------ Listed entries ------
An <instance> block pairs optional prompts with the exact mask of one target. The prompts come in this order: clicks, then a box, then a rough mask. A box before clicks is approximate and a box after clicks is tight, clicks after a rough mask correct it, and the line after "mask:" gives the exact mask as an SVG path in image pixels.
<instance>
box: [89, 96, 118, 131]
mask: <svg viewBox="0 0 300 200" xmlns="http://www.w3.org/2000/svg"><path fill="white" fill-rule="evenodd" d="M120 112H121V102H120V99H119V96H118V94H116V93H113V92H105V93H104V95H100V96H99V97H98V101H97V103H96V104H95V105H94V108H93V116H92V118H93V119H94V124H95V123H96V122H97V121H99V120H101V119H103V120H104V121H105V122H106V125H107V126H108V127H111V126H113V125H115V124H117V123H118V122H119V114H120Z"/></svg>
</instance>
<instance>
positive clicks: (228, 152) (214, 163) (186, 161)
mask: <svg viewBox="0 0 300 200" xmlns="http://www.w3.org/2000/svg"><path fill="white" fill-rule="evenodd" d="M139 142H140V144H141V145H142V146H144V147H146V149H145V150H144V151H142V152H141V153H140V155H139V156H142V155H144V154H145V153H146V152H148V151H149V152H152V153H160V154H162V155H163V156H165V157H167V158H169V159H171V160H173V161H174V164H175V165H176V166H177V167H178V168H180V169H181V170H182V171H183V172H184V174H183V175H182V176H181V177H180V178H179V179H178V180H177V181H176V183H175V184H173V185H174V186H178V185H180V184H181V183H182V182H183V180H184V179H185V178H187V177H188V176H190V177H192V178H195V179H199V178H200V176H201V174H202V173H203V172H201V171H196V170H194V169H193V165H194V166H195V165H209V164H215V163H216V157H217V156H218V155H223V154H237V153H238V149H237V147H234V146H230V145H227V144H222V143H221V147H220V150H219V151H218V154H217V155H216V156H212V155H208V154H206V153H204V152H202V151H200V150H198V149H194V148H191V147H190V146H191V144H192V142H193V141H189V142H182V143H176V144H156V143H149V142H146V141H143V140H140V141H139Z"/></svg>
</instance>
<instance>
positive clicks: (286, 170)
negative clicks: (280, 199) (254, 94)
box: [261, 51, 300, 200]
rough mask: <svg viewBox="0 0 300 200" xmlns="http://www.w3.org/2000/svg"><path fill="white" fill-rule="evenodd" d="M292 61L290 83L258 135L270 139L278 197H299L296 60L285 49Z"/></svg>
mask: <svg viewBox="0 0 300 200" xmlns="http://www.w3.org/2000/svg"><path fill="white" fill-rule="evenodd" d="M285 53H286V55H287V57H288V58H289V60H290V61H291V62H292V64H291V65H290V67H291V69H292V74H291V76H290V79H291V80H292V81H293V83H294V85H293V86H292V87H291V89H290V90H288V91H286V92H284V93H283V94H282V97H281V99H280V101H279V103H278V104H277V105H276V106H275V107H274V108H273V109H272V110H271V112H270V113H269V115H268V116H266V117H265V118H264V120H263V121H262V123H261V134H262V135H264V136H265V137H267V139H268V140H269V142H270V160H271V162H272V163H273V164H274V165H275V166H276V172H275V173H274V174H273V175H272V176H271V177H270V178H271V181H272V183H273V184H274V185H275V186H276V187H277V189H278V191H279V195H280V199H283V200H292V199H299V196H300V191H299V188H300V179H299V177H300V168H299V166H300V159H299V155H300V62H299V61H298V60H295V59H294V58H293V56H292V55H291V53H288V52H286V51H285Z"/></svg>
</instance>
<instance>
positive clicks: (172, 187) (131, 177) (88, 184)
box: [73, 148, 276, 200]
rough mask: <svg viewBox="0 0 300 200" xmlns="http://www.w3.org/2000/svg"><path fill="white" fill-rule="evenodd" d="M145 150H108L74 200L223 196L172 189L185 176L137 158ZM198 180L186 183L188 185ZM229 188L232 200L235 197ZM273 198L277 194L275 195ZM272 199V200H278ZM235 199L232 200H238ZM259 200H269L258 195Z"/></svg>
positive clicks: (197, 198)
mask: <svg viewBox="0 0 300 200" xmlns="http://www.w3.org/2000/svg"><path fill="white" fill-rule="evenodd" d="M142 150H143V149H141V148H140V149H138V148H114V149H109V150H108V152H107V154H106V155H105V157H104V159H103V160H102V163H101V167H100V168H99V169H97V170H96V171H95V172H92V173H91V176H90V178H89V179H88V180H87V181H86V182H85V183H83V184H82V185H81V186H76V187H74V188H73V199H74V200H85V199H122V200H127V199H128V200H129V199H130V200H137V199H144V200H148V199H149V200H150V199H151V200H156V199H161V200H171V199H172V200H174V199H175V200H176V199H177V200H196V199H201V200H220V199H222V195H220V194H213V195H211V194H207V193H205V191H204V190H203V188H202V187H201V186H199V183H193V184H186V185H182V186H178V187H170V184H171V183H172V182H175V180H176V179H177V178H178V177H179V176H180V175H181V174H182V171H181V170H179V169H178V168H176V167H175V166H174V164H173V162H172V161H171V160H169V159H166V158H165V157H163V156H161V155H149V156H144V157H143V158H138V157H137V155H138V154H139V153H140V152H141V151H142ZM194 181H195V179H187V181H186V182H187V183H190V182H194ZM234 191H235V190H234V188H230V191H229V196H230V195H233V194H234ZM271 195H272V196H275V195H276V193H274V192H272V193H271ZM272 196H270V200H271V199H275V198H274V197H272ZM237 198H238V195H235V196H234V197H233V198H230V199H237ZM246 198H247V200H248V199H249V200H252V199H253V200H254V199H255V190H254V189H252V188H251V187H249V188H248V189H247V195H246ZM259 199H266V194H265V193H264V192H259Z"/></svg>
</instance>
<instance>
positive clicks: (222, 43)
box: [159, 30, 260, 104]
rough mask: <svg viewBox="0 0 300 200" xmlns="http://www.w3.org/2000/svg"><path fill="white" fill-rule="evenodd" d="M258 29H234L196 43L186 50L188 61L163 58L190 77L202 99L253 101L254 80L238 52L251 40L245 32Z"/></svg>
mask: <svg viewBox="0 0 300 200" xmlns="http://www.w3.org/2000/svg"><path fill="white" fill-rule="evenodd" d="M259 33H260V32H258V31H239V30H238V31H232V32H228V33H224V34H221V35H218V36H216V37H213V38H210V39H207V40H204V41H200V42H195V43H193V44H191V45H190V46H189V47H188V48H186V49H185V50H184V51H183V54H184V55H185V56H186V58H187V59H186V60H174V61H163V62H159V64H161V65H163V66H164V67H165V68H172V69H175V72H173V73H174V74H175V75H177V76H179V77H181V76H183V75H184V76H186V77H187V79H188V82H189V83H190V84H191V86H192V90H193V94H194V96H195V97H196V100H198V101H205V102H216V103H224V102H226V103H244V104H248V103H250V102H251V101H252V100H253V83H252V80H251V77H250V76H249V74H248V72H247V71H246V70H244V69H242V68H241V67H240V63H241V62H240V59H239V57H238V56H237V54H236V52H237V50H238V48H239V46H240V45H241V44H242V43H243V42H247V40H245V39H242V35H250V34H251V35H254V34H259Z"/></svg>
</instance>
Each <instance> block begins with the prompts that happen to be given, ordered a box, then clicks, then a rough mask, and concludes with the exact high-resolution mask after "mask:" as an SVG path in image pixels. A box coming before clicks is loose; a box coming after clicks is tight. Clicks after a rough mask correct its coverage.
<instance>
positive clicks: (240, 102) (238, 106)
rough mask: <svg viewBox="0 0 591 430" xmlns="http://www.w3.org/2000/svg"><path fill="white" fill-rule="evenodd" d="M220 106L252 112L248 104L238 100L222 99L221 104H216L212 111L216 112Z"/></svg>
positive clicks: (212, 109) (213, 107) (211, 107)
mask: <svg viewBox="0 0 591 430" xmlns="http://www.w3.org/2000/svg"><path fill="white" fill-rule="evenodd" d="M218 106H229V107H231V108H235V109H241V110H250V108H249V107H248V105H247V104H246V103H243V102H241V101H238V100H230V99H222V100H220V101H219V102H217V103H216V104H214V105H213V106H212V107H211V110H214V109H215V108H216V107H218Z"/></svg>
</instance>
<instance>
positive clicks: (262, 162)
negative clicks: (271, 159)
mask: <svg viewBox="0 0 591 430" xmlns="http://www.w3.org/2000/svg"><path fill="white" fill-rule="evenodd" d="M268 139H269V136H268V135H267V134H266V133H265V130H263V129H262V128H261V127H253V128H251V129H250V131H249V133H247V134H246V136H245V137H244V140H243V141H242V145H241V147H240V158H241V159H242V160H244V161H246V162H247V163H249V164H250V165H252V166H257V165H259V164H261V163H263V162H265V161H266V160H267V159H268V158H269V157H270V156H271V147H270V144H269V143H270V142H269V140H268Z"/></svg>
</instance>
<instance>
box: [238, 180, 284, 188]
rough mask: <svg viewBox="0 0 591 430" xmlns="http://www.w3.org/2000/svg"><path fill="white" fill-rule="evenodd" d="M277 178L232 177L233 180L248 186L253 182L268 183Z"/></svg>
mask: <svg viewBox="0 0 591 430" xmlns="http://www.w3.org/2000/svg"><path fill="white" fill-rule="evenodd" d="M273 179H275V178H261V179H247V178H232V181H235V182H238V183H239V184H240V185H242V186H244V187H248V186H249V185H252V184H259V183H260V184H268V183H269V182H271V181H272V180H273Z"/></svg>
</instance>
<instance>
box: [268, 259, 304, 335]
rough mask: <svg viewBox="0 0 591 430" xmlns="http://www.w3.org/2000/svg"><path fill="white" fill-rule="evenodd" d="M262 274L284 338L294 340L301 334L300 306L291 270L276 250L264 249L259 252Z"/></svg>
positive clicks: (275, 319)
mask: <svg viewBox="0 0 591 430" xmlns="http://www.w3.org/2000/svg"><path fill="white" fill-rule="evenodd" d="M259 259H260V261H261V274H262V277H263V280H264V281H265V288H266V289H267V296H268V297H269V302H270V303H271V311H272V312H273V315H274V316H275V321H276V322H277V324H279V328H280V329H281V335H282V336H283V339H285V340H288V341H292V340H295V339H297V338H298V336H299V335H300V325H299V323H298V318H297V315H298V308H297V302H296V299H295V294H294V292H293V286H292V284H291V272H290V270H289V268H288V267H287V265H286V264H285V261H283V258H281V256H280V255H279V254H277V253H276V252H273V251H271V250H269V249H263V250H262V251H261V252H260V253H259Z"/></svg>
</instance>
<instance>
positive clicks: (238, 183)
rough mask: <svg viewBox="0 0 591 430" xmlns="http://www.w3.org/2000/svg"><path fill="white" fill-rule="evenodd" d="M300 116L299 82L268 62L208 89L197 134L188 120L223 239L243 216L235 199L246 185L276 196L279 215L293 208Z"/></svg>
------
(Exercise requirements)
Work out how many lines of the records contain "prompts", and reply with the number alone.

(Result of this task)
2